_Exercise directions:_ Output the data verbatim, minus the images.

[Saved entries]
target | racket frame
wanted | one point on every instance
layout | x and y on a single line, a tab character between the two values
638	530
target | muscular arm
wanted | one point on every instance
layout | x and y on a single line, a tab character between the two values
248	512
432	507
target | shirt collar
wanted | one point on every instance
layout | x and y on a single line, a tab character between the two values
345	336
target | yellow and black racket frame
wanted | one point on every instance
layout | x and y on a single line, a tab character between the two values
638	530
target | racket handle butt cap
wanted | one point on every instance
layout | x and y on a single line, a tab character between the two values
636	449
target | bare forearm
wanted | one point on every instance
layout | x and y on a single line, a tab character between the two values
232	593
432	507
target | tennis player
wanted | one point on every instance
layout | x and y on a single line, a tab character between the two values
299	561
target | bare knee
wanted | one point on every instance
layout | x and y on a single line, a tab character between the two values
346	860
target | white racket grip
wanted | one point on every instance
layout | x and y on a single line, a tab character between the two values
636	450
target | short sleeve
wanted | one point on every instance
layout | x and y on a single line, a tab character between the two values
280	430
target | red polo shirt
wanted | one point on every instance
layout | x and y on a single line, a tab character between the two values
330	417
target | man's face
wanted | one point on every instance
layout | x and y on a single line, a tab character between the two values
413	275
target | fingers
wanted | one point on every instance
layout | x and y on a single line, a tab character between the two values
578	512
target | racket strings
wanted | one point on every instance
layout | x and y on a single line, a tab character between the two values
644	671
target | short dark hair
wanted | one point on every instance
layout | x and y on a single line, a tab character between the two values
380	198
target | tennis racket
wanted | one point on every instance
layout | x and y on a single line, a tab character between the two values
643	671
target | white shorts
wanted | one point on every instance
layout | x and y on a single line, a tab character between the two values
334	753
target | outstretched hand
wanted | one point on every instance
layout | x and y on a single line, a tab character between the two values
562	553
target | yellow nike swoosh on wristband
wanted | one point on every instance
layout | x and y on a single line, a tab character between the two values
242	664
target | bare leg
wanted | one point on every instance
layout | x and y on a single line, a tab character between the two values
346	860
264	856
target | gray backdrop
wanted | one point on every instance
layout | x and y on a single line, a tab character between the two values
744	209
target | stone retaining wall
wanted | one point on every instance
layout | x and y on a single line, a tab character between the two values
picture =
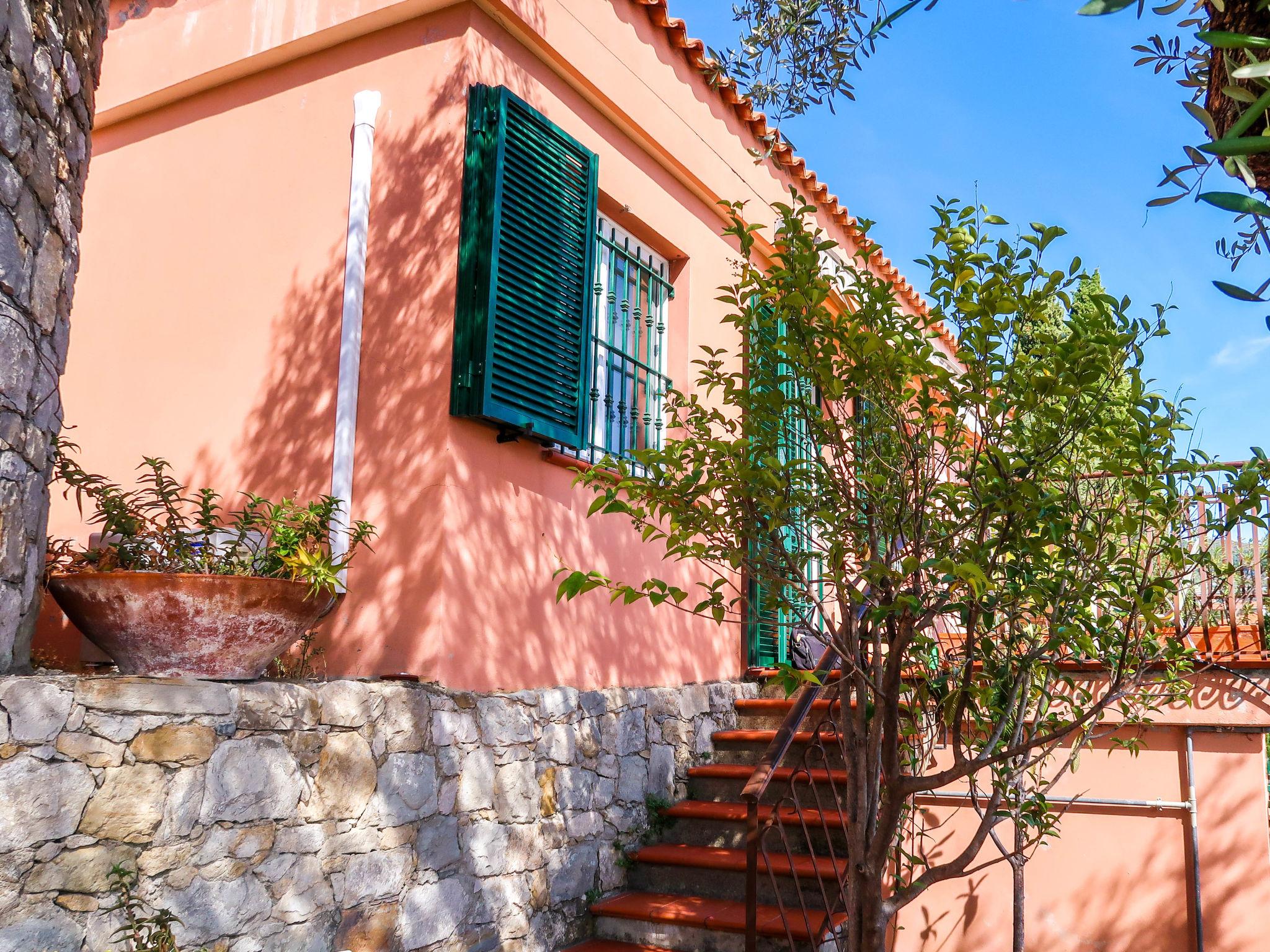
331	815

_Answer to the exercise:_
target | racket frame
wanted | one point on every instance
layout | x and y on a single line, a tab character between the two values
638	530
target | muscular arm
wanted | one point on every instance
layout | x and y on a single line, a tab character between the two values
248	512
432	507
target | shirt collar
wanted | one point on every instance
layout | x and y on a single line, a tab character between the two values
345	336
target | yellow and black racket frame
wanted | one point on every instance
layout | x and y on a single line, a tab character between the two values
638	530
target | racket handle butt cap
wanted | one point on every instance
layout | x and y on a single line, a tab character between the two values
636	449
target | bare forearm
wanted | one point on every instance
layout | x and y on a single line, a tab character between the two values
232	593
432	507
target | tennis player
wanted | one point on every instance
layout | x and y on a single line, a tab character between the two values
299	561
target | bare knee
wanted | one point on every instance
layout | x and y on a single line, a tab character between the two values
346	860
target | white racket grip
wanted | one point on every instance
layout | x and y on a single line, a tab character between the two values
636	450
target | short sleeve
wanted | one point on every instance
layout | x and y on a single line, a tab character between the two values
280	430
target | red polo shirt
wanted | one point on every instance
layout | x and y on a single line, a tab character between the two values
330	417
target | man's face
wanted | one point on every instance
layout | x and y on a single line, a tab character between the two values
413	275
target | fingers
wanted | one point on every instance
layout | x and y on a single line, a tab character between the two values
578	512
target | racket strings
wanted | one point on every instance
layout | x and y on a single line, a tab character between the two values
644	671
target | short dark hair
wanted | one point on every instance
layout | x and y on a single line, a tab character between the two values
380	198
target | tennis racket
wanted | one point on every instance
layout | x and y on a single line, a tab character between the two values
643	671
target | white shorts
wanted | one point on every instance
layout | x and y on a single line, a tab character between the two values
334	753
target | outstretched hand
wanted | one point on every instance
layout | x and y on a single line, a tab character between the two values
562	553
target | yellow nike swoosh on wristband
wanted | one point on every instance
layout | x and y on a single line, a tab character between the two values
242	664
target | bare leg
wanted | one point on every instance
layout | x and y on a single line, a tab character between the two values
346	860
264	856
target | gray backdrop
wanted | one point on every instance
layout | x and y on a single line, a tab character between the two values
744	209
target | stone retaining wall
wanted | one point on every instance
layout | x and y on a single line, a tab character between the two values
picture =
331	815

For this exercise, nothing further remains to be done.